■ What you should do ■
Exactly reproduce the lines from the one holding "Objective — one marker per instance of the motorcycle fork" through the final line of the listing below, with both ends included and nothing else.

=-=-=-=-=

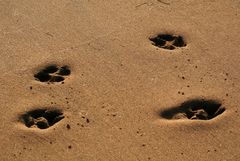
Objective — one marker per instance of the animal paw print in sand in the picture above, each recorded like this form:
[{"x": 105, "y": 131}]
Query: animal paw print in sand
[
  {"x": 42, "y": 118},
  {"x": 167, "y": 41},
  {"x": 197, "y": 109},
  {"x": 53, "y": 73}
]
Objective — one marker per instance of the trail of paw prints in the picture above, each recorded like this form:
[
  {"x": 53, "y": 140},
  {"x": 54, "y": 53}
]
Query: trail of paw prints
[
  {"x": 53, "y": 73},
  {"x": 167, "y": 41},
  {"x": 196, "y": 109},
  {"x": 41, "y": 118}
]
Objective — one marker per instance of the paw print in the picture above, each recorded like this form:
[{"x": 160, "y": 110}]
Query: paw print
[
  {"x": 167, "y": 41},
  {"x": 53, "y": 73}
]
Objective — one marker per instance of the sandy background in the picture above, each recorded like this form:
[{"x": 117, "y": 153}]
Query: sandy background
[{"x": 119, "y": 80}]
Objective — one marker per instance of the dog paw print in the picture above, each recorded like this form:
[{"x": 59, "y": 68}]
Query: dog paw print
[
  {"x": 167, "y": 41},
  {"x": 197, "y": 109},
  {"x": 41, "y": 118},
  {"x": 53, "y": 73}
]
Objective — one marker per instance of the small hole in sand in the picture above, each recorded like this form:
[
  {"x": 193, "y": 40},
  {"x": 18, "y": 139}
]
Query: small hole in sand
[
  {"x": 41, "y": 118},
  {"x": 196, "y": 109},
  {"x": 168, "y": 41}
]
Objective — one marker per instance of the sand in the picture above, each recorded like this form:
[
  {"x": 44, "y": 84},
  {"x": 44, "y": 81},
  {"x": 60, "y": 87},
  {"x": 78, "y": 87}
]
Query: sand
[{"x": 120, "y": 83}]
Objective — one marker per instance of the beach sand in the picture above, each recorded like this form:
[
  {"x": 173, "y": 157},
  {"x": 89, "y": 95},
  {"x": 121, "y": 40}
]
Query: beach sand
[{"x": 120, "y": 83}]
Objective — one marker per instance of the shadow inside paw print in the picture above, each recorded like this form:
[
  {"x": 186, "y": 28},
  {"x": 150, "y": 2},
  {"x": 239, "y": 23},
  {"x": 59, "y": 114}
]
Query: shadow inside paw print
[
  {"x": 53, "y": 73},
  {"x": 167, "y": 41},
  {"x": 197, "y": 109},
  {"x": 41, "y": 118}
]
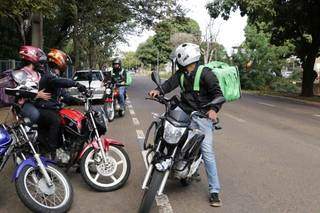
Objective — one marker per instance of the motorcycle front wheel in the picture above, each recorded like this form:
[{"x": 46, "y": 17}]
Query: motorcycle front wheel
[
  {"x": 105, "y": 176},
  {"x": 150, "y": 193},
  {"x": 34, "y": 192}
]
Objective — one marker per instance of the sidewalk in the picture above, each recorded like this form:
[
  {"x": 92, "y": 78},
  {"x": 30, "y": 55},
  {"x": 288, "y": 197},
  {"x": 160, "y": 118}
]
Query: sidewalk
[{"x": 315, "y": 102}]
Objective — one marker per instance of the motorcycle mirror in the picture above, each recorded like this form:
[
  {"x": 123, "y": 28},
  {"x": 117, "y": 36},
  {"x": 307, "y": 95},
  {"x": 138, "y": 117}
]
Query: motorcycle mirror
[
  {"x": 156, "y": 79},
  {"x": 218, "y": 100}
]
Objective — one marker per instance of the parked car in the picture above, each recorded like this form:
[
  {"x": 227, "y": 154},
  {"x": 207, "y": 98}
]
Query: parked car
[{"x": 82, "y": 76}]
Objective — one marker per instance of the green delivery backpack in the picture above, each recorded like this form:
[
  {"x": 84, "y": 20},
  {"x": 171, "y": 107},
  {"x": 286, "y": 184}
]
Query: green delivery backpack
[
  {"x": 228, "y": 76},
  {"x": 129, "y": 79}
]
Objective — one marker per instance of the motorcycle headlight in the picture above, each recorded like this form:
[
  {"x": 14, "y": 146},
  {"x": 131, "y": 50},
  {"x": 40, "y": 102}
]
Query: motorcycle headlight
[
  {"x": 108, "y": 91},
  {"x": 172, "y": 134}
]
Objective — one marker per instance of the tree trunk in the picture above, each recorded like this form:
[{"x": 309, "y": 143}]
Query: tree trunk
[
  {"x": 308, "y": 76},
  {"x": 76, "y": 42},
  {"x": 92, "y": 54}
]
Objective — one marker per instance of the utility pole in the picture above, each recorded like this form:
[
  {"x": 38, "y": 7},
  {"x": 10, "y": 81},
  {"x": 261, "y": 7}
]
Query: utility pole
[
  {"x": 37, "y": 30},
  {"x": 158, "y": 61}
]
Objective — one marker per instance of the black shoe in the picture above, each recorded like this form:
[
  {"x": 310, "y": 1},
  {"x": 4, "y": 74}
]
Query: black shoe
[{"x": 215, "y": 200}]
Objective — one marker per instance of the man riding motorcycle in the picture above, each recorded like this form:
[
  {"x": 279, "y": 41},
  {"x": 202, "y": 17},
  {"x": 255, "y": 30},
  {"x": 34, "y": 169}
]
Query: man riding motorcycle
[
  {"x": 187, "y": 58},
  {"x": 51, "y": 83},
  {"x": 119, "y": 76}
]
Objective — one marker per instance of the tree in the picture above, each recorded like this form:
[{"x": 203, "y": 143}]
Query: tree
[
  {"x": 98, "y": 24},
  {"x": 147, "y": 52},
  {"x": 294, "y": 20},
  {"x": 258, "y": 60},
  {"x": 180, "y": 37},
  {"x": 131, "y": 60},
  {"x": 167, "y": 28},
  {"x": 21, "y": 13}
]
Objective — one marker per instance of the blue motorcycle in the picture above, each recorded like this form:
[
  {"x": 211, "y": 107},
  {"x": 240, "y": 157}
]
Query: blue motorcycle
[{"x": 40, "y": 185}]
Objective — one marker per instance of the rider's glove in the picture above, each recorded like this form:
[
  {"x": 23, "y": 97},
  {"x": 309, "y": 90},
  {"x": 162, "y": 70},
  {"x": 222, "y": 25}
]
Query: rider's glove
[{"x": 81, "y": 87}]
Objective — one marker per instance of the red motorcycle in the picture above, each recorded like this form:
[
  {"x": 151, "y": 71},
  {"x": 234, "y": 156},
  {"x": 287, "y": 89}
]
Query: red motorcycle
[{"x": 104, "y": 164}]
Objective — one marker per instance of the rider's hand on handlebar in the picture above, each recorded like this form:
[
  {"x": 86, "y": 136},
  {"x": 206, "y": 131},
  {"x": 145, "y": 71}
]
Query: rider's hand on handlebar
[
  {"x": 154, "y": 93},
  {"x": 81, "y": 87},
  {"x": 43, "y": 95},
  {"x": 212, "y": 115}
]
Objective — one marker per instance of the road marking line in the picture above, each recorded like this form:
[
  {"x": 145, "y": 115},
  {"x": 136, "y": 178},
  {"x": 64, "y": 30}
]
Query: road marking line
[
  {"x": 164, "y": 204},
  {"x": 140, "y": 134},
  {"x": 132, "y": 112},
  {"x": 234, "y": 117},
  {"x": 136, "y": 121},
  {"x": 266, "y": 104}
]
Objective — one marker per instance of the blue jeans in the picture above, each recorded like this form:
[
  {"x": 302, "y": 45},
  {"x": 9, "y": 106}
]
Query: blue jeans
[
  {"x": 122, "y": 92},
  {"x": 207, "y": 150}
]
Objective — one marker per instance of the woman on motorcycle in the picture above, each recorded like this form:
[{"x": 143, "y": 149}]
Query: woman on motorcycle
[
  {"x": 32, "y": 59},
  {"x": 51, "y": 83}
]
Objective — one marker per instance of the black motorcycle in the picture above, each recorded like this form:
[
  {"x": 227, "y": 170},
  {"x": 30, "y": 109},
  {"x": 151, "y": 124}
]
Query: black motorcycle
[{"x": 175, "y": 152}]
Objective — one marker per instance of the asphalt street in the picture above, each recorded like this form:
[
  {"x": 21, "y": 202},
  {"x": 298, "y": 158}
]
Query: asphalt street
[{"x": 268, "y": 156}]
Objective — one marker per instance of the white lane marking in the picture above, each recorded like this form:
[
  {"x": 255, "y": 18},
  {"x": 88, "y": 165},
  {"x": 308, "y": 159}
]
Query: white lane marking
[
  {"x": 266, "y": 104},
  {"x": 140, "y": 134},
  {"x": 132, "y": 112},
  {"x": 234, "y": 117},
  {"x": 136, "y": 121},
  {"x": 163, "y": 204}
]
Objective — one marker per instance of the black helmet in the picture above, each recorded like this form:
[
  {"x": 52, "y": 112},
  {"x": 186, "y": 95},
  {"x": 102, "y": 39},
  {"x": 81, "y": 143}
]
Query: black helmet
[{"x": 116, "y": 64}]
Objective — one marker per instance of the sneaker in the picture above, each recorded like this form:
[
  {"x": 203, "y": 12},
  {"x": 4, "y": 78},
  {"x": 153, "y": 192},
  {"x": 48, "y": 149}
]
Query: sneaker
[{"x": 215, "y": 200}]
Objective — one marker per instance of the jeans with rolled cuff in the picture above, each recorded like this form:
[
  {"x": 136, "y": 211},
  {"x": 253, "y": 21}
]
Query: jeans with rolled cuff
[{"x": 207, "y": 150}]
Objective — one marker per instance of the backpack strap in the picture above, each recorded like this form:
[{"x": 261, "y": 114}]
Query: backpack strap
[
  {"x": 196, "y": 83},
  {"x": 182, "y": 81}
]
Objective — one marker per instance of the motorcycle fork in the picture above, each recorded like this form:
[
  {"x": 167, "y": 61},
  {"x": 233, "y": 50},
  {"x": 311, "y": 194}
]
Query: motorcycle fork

=-=-=-=-=

■ Solution for this task ■
Objective — one marker per instance of the motorcycle fork in the picture above, each recorded like this form:
[
  {"x": 167, "y": 61},
  {"x": 233, "y": 50},
  {"x": 311, "y": 194}
]
Query: motorcycle fork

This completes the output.